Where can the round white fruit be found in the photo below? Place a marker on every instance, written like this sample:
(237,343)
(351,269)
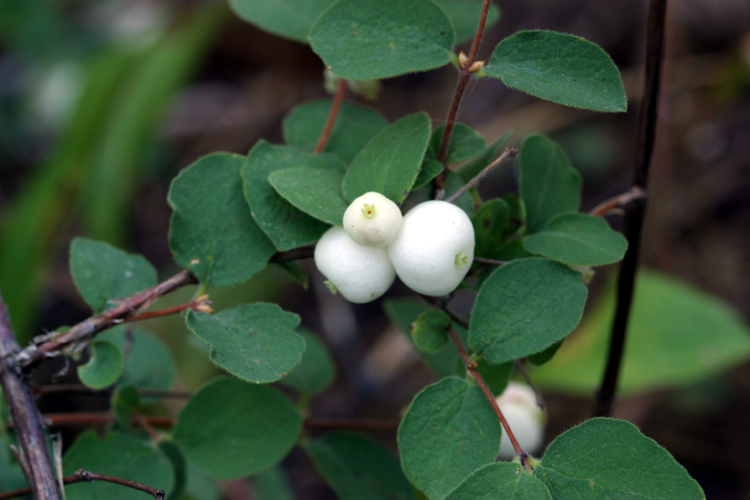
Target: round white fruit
(372,220)
(434,249)
(360,273)
(525,418)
§ §
## [Task prompt]
Set every line down exactly as written, leaving each picture out.

## [Result of the task]
Where can the round white fruit be found in the photo below? Place a marker on every instance, written like this sample:
(237,343)
(351,269)
Target: round white fruit
(372,220)
(434,249)
(360,273)
(525,418)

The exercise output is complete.